Chapter 14 CARBOHYDRATES

Carbohydrates are among the most abundant substances on the Earth and perform many vital functions in both plants and animals. The most common of these are cellulose, starch, and various sugars. Cellulose is the main structural component of plants, used to construct rigid cell walls, fibres, and woody tissue. Starch is the chief form for storing carbohydrates for later use as a food or energy source. In higher animals, the sugar glucose is an essential component of blood. Ribose and 2-deoxyribose are constituents of genetic material. Other carbohydrates are important components of coenzymes, antibiotics, cartilage, the shells of crustaceans, and bacteria cell walls. For the last decades, a definite role played by carbohydrates in the processes of cell recognition and immunity was established.

Carbohydrates being the initial products of photosynthesis (from carbon dioxide and water) represent a certain «bridge» between inorganic and organic substances.

*EXTRACTED ENTRIES*
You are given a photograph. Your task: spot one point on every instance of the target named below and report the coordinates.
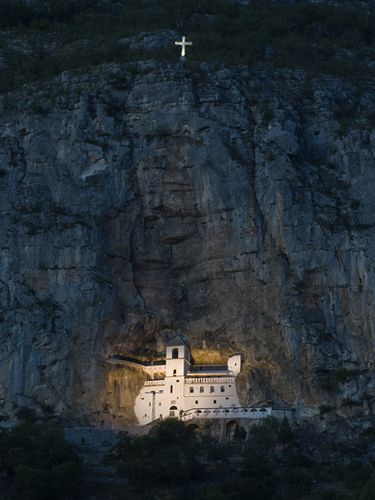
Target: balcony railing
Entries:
(208, 380)
(233, 412)
(151, 383)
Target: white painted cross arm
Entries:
(183, 44)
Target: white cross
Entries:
(183, 44)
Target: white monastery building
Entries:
(178, 388)
(186, 388)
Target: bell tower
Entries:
(177, 358)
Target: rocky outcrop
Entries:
(235, 207)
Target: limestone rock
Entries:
(235, 208)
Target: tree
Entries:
(41, 464)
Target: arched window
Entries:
(172, 411)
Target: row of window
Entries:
(212, 389)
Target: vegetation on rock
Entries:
(45, 38)
(275, 462)
(37, 463)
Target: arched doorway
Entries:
(231, 429)
(173, 411)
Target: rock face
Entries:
(236, 208)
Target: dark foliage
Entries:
(38, 462)
(337, 40)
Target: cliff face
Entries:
(235, 208)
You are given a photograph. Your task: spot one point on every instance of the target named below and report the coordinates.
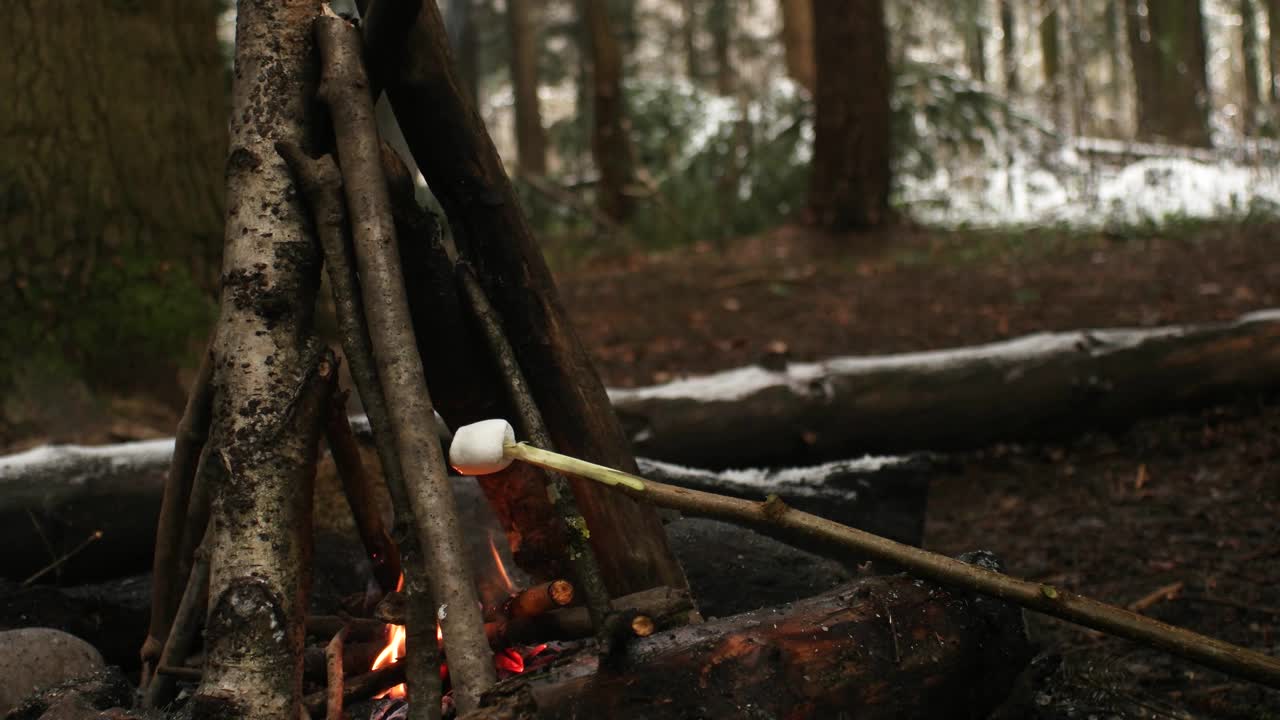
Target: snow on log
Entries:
(63, 493)
(1040, 386)
(54, 497)
(874, 648)
(885, 495)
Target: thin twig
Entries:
(186, 625)
(777, 516)
(92, 537)
(580, 552)
(167, 568)
(359, 488)
(344, 89)
(1157, 595)
(334, 671)
(181, 673)
(359, 687)
(321, 183)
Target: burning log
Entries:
(359, 687)
(344, 89)
(458, 160)
(333, 655)
(1046, 384)
(531, 602)
(874, 648)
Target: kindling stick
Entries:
(490, 445)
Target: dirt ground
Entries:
(1178, 515)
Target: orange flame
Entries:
(502, 569)
(394, 650)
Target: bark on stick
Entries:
(804, 528)
(458, 159)
(344, 89)
(266, 370)
(321, 182)
(188, 442)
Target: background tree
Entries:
(1051, 59)
(689, 35)
(972, 23)
(1168, 49)
(1009, 48)
(721, 21)
(1274, 48)
(850, 178)
(609, 144)
(460, 22)
(530, 136)
(1249, 54)
(112, 150)
(798, 41)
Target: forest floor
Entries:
(1179, 514)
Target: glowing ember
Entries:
(502, 569)
(394, 650)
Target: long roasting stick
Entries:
(775, 514)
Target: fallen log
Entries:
(878, 647)
(885, 496)
(55, 496)
(63, 493)
(1036, 387)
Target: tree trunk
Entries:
(1078, 96)
(467, 177)
(530, 136)
(1274, 48)
(1118, 81)
(461, 24)
(1166, 44)
(1051, 59)
(609, 142)
(1249, 53)
(112, 150)
(1009, 48)
(850, 177)
(973, 31)
(721, 19)
(877, 648)
(798, 42)
(268, 381)
(1048, 386)
(689, 35)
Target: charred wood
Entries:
(881, 647)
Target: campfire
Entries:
(606, 625)
(503, 616)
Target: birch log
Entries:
(266, 364)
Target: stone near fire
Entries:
(32, 659)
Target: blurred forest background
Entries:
(631, 127)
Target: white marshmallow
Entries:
(478, 449)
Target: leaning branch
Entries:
(344, 89)
(776, 515)
(188, 443)
(531, 424)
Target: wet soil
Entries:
(1179, 516)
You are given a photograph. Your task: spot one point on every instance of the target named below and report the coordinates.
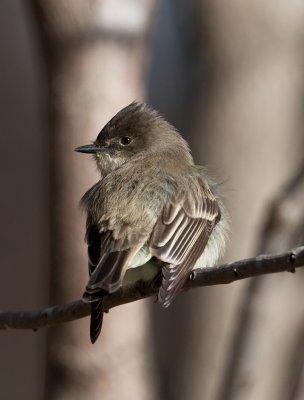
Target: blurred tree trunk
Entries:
(246, 126)
(95, 58)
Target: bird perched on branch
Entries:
(151, 201)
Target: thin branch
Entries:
(227, 273)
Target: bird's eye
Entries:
(125, 140)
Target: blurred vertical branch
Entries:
(95, 56)
(246, 125)
(284, 226)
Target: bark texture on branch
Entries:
(227, 273)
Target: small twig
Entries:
(260, 265)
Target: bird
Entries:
(151, 203)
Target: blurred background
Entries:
(230, 76)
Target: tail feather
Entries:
(96, 319)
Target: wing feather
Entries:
(180, 236)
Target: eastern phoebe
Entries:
(151, 201)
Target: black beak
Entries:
(90, 149)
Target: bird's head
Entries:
(136, 129)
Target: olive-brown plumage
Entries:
(151, 201)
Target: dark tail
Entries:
(96, 319)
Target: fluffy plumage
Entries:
(151, 201)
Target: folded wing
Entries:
(181, 235)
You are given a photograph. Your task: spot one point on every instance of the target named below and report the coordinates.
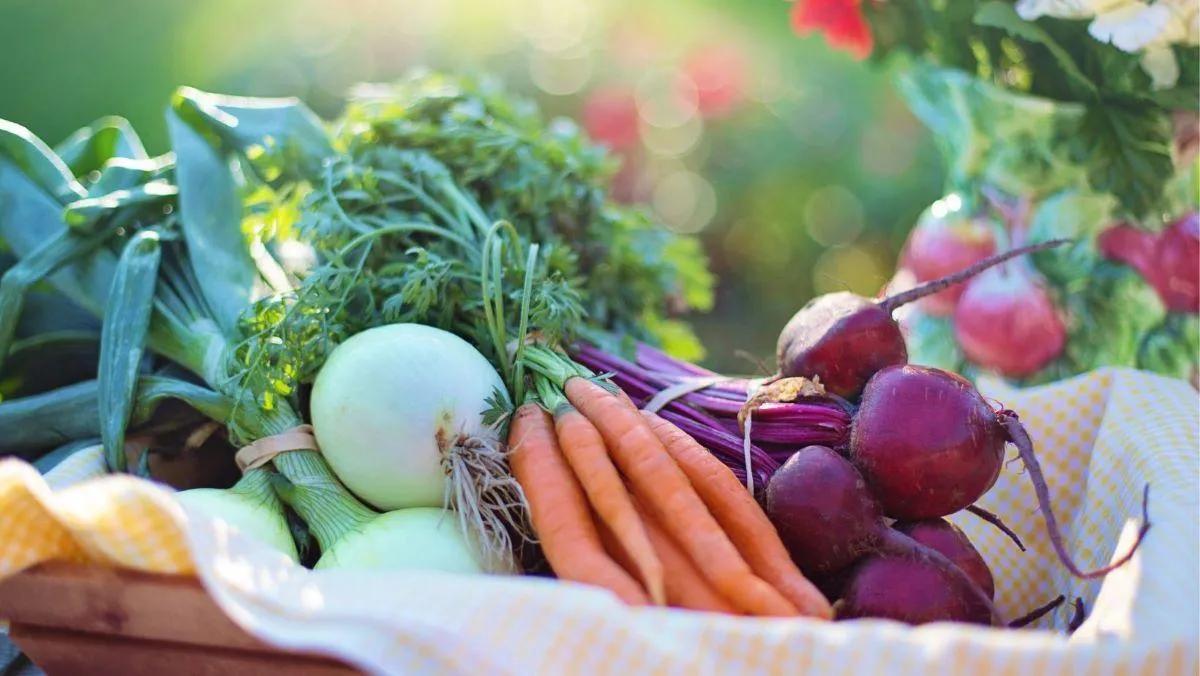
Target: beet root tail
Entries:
(995, 520)
(929, 288)
(1077, 620)
(1036, 614)
(1020, 437)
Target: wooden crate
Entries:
(100, 622)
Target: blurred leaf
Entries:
(30, 216)
(53, 459)
(54, 253)
(1108, 315)
(72, 412)
(1174, 347)
(121, 174)
(83, 214)
(931, 341)
(1127, 153)
(49, 362)
(1000, 15)
(90, 148)
(124, 339)
(281, 138)
(27, 154)
(210, 213)
(676, 339)
(1073, 215)
(48, 312)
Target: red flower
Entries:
(841, 22)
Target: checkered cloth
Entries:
(1101, 438)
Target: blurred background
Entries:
(799, 168)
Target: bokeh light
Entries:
(666, 97)
(833, 215)
(799, 169)
(685, 201)
(856, 269)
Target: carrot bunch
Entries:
(624, 500)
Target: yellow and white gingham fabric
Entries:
(1099, 436)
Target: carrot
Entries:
(588, 456)
(742, 518)
(559, 509)
(666, 490)
(685, 586)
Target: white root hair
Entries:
(491, 504)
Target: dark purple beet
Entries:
(927, 442)
(844, 339)
(909, 582)
(945, 537)
(822, 510)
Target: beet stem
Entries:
(1036, 614)
(929, 288)
(1020, 437)
(997, 522)
(1077, 620)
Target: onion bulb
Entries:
(250, 507)
(399, 413)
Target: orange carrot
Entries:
(588, 456)
(559, 508)
(658, 479)
(685, 586)
(742, 518)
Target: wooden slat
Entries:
(120, 603)
(69, 653)
(125, 609)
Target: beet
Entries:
(822, 510)
(928, 444)
(947, 538)
(1168, 261)
(1177, 264)
(940, 246)
(1009, 295)
(844, 339)
(912, 584)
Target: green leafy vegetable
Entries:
(1075, 215)
(49, 360)
(427, 214)
(123, 339)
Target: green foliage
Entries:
(429, 213)
(1122, 139)
(1171, 348)
(1107, 315)
(1128, 153)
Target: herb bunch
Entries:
(449, 203)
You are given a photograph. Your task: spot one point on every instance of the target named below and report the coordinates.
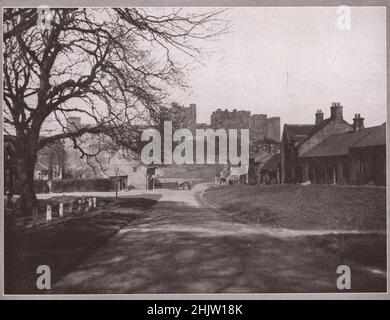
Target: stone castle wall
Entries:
(260, 127)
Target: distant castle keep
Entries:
(260, 127)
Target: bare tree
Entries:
(110, 66)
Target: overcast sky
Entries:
(324, 64)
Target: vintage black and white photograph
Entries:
(194, 150)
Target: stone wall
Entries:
(260, 127)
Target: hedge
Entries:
(72, 185)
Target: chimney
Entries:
(358, 123)
(319, 116)
(336, 111)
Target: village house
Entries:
(334, 152)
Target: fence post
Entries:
(61, 209)
(35, 215)
(48, 213)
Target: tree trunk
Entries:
(26, 182)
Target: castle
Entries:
(260, 127)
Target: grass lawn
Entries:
(303, 207)
(63, 246)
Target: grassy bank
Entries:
(303, 207)
(63, 246)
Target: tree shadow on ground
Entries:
(63, 246)
(177, 248)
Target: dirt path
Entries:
(183, 246)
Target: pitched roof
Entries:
(272, 163)
(297, 132)
(317, 127)
(339, 144)
(374, 137)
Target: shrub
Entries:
(40, 186)
(72, 185)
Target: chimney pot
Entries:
(358, 123)
(319, 116)
(336, 111)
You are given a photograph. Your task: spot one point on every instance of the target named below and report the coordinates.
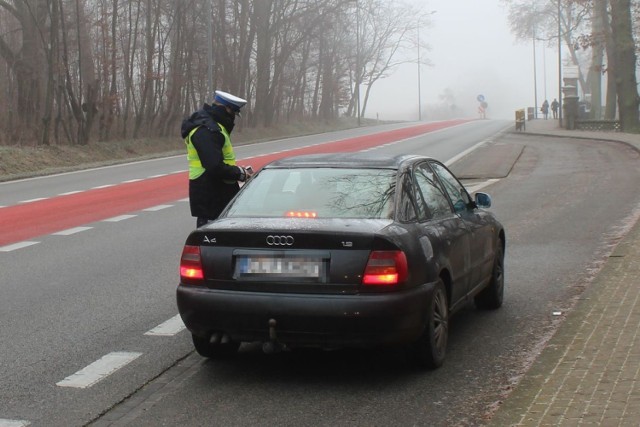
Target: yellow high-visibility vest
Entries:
(195, 165)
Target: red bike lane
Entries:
(28, 220)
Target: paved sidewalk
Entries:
(589, 372)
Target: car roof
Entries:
(346, 160)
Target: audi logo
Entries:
(279, 240)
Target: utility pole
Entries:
(358, 62)
(559, 67)
(419, 94)
(209, 13)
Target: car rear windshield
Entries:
(317, 193)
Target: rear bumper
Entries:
(307, 319)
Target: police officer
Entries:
(213, 173)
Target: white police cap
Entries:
(230, 101)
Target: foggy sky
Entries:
(472, 52)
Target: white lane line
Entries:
(169, 328)
(157, 208)
(33, 200)
(99, 369)
(68, 193)
(13, 423)
(119, 218)
(17, 246)
(476, 187)
(71, 231)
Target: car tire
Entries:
(205, 348)
(490, 298)
(430, 349)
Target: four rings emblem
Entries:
(280, 240)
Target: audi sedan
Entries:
(342, 250)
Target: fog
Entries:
(472, 52)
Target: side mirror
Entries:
(483, 200)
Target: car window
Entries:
(452, 186)
(407, 209)
(431, 200)
(324, 192)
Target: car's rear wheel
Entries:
(430, 349)
(491, 297)
(206, 348)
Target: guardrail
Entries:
(598, 125)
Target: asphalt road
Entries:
(98, 291)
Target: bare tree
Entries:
(625, 58)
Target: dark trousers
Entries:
(202, 221)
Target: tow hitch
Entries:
(272, 346)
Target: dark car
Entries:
(342, 250)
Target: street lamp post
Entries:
(420, 66)
(559, 68)
(358, 62)
(419, 94)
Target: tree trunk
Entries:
(594, 76)
(626, 83)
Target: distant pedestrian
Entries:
(213, 173)
(545, 109)
(554, 107)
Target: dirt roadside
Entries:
(23, 161)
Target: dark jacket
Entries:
(209, 194)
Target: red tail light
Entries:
(385, 268)
(191, 264)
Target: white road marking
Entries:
(13, 423)
(71, 231)
(99, 370)
(157, 208)
(477, 187)
(119, 218)
(16, 246)
(169, 328)
(33, 200)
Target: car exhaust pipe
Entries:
(215, 338)
(272, 346)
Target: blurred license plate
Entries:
(303, 267)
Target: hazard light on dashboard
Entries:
(301, 214)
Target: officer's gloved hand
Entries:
(245, 173)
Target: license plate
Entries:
(279, 267)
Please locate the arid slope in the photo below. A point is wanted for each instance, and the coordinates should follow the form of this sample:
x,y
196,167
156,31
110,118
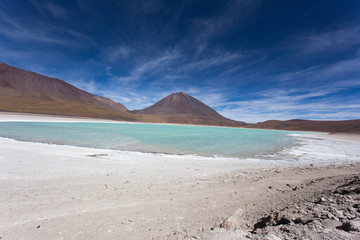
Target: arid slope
x,y
182,108
350,126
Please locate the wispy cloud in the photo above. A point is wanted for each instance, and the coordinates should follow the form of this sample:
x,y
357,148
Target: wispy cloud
x,y
294,103
114,53
150,67
208,63
54,8
333,41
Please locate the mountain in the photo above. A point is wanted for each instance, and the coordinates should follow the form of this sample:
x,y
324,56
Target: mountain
x,y
24,91
350,126
182,108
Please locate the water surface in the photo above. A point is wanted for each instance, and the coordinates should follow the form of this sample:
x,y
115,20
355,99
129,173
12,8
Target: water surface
x,y
155,138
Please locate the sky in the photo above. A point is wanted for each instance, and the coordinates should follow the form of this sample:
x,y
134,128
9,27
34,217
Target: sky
x,y
251,60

*GOAL OF THE EXERCISE*
Pick up the chapter on carbohydrates after its last sentence and keep writing.

*EXERCISE RESPONSE*
The term carbohydrates, which has been used since the mid-nineteen century, derives historically from the observation that many compounds in this class (for example ribose, C5H10O5, glucose, C6H12O6, and sucrose, C12H22O11) have the empirical formula Cx(H2O)y and are formally regarded as «hydrates of carbon». However, many important compounds related to carbohydrates, such as deoxyribose, C5H10O4, uronic acids, and amino sugars (see further in this chapter), are not covered by this definition. Nevertheless, this term is steadily employed along with the equivalent names saccharides or simply sugars.

It is difficult enough to give a clear definition of carbohydrates, because they include very different types of compounds, from small molecules with several carbon atoms to polymers whose molecular mass amounts to millions. Sometimes carbohydrates are defined as «polyhydroxy aldehydes, polyhydroxy ketones, or substances that give such compounds on hydrolysis». But in this book, we have never used chemical properties in the definition of classes. It would be better, therefore, to divide carbohydrates into three big groups (or sub-classes), namely, monosaccharides, oligosaccharides, and polysaccharides, and to study them separately.